** TRY IT **
When you restate the records, do so word for word and omit any picture they contain.
---- ENTRIES SHOWN
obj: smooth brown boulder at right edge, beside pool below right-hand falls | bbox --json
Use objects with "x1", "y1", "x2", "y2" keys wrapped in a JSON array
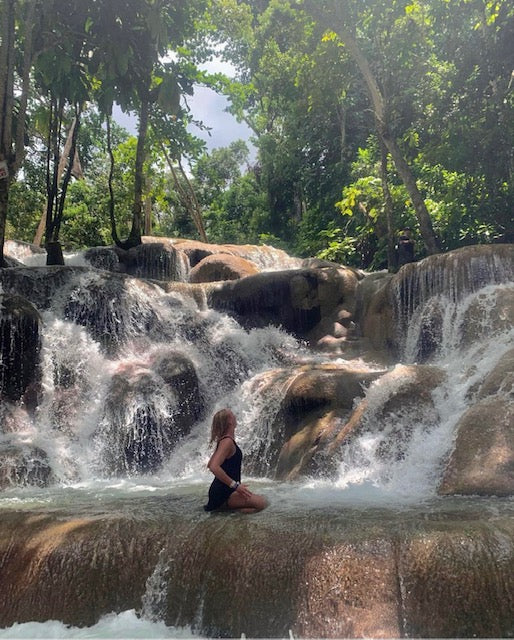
[{"x1": 439, "y1": 350, "x2": 514, "y2": 496}]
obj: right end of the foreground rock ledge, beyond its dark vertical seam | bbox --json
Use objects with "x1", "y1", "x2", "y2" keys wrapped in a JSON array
[{"x1": 397, "y1": 516, "x2": 514, "y2": 638}]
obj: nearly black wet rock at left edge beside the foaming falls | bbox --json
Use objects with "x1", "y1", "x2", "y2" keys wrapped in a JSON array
[{"x1": 0, "y1": 294, "x2": 41, "y2": 404}]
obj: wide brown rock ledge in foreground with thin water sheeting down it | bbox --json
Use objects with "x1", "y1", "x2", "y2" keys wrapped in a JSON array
[{"x1": 0, "y1": 497, "x2": 514, "y2": 638}]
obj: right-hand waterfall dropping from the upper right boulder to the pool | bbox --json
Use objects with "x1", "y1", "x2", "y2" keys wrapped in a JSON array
[{"x1": 330, "y1": 245, "x2": 514, "y2": 500}]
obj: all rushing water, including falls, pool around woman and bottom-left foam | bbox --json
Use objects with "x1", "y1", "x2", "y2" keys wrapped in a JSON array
[{"x1": 0, "y1": 244, "x2": 514, "y2": 638}]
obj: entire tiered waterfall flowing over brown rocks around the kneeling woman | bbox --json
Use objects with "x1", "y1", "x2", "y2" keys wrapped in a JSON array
[{"x1": 0, "y1": 242, "x2": 514, "y2": 637}]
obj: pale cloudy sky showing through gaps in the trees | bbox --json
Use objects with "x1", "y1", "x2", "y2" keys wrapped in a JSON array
[{"x1": 113, "y1": 60, "x2": 252, "y2": 155}]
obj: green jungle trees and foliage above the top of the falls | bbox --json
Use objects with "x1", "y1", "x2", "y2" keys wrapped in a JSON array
[{"x1": 0, "y1": 0, "x2": 514, "y2": 269}]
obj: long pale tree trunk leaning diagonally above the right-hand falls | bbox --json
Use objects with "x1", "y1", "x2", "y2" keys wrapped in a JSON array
[{"x1": 327, "y1": 4, "x2": 440, "y2": 254}]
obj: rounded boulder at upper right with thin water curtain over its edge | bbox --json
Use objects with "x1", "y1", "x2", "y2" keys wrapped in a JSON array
[{"x1": 358, "y1": 244, "x2": 514, "y2": 362}]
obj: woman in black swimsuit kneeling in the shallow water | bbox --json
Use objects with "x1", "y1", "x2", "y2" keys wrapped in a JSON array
[{"x1": 204, "y1": 409, "x2": 267, "y2": 513}]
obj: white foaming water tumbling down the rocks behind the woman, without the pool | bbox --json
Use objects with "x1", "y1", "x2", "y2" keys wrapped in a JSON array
[{"x1": 0, "y1": 252, "x2": 514, "y2": 504}]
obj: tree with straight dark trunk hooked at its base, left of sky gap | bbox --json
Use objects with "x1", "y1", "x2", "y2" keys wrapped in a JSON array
[{"x1": 87, "y1": 0, "x2": 203, "y2": 249}]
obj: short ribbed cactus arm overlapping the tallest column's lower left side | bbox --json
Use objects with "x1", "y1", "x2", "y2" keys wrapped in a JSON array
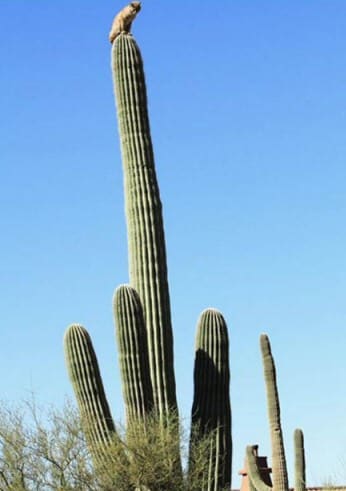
[{"x1": 114, "y1": 285, "x2": 153, "y2": 423}]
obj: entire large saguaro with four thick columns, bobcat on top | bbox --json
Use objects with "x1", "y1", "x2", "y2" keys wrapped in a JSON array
[{"x1": 65, "y1": 9, "x2": 232, "y2": 491}]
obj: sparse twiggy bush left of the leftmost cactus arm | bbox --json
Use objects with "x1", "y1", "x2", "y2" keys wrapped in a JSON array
[{"x1": 0, "y1": 399, "x2": 97, "y2": 491}]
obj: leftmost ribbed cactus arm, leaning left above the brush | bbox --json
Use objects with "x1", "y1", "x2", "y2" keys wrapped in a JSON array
[{"x1": 64, "y1": 324, "x2": 116, "y2": 458}]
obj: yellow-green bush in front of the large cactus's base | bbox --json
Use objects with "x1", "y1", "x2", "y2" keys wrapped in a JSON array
[{"x1": 86, "y1": 412, "x2": 231, "y2": 491}]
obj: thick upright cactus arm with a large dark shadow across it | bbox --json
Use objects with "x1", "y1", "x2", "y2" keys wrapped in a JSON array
[{"x1": 190, "y1": 309, "x2": 232, "y2": 491}]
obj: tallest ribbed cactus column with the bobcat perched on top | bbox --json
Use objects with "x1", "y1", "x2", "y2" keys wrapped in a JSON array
[{"x1": 112, "y1": 33, "x2": 177, "y2": 416}]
--------
** EXERCISE SOLUTION **
obj: smooth brown boulder at right edge, beside pool below right-hand falls | bbox --json
Use objects with "x1", "y1", "x2", "y2" keys wrapped in a JSON array
[{"x1": 439, "y1": 350, "x2": 514, "y2": 496}]
obj: right end of the foreground rock ledge, beyond its dark vertical seam | bbox --json
Use objects with "x1", "y1", "x2", "y2" keys wrapped in a JSON array
[{"x1": 397, "y1": 516, "x2": 514, "y2": 638}]
obj: nearly black wet rock at left edge beside the foaming falls | bbox --json
Use objects with "x1", "y1", "x2", "y2" keys wrapped in a JSON array
[{"x1": 0, "y1": 294, "x2": 41, "y2": 404}]
obj: wide brown rock ledge in foreground with thin water sheeting down it | bbox --json
Use objects with "x1", "y1", "x2", "y2" keys wrapped in a JSON array
[{"x1": 0, "y1": 497, "x2": 514, "y2": 638}]
obj: right-hand waterfall dropping from the upper right boulder to the pool | bbox --json
Use objects with "x1", "y1", "x2", "y2" keys wrapped in a JSON array
[{"x1": 330, "y1": 245, "x2": 514, "y2": 500}]
obj: all rushing water, including falls, pool around woman and bottom-left foam | bbox --json
Use objects with "x1", "y1", "x2", "y2" keys wrapped in a JSON array
[{"x1": 0, "y1": 244, "x2": 514, "y2": 638}]
obj: entire tiered waterfall flowing over brown rocks around the kneeling woman | bbox --json
Use objects with "x1", "y1", "x2", "y2" keys wrapped in a JSON array
[{"x1": 0, "y1": 242, "x2": 514, "y2": 637}]
obj: pale cloudy sky showing through gaps in the trees | bbox --json
Use objects with "x1", "y1", "x2", "y2" keys wrapped in a JSON array
[{"x1": 113, "y1": 60, "x2": 252, "y2": 155}]
obj: green jungle trees and foliage above the top of the falls | bbox --json
Use objects with "x1", "y1", "x2", "y2" keys wrapped in a JSON array
[{"x1": 0, "y1": 0, "x2": 514, "y2": 269}]
obj: long pale tree trunk leaning diagonally above the right-hand falls | bbox --json
Use objects with "x1", "y1", "x2", "y2" keys wrapped in a JSON array
[{"x1": 327, "y1": 4, "x2": 440, "y2": 254}]
obj: rounded boulder at upper right with thin water curtain over its edge | bbox --json
Use objects with "x1", "y1", "x2", "y2" keys wrapped in a JSON array
[{"x1": 358, "y1": 244, "x2": 514, "y2": 362}]
obj: woman in black swimsuit kneeling in the shallow water | bbox --json
Use objects with "x1", "y1", "x2", "y2" keys wrapped in a JSON array
[{"x1": 204, "y1": 409, "x2": 267, "y2": 513}]
obj: white foaming water tumbling down the rocks behind the woman, without the pool | bbox --json
Use objects with "x1", "y1", "x2", "y2" keys wrapped in a JSON array
[{"x1": 0, "y1": 252, "x2": 514, "y2": 504}]
obj: tree with straight dark trunk hooked at its base, left of sky gap | bbox --json
Use objects with "x1", "y1", "x2", "y2" keys wrapped in a JSON array
[{"x1": 87, "y1": 0, "x2": 203, "y2": 249}]
obj: short ribbed cactus arm overlapping the tallest column's lower left side | bbox --json
Use objects with "x1", "y1", "x2", "y2" keys wrapped in a JSON array
[{"x1": 114, "y1": 285, "x2": 153, "y2": 423}]
obj: entire large saguaro with four thick columns, bobcat on top | bbox --json
Use objects with "x1", "y1", "x2", "y2" keys wrapped in a JSON array
[{"x1": 65, "y1": 9, "x2": 232, "y2": 491}]
obj: sparse twiggy bush left of the leftmost cactus arm | bbox --json
Use objects with "x1", "y1", "x2", "y2" keys wrapped in a JSON array
[{"x1": 0, "y1": 399, "x2": 97, "y2": 491}]
obj: leftmost ribbed cactus arm, leaning left above the brush | bbox --json
Use objects with "x1", "y1", "x2", "y2" keys wrapped in a JSON array
[{"x1": 64, "y1": 324, "x2": 116, "y2": 458}]
obj: yellow-green bush in front of the large cactus's base | bbox --json
Use objects with "x1", "y1", "x2", "y2" keys wrapped in a JSON array
[{"x1": 86, "y1": 412, "x2": 231, "y2": 491}]
obj: thick upright cactus arm with a large dark shadow across it | bbox --json
Use objects with "x1", "y1", "x2", "y2" keys wrapped in a JSON array
[{"x1": 190, "y1": 309, "x2": 232, "y2": 491}]
obj: tallest ribbed cactus column with the bobcat perched on top | bbox --json
Use objects with "x1", "y1", "x2", "y2" keys wrapped in a JSON array
[{"x1": 112, "y1": 33, "x2": 177, "y2": 416}]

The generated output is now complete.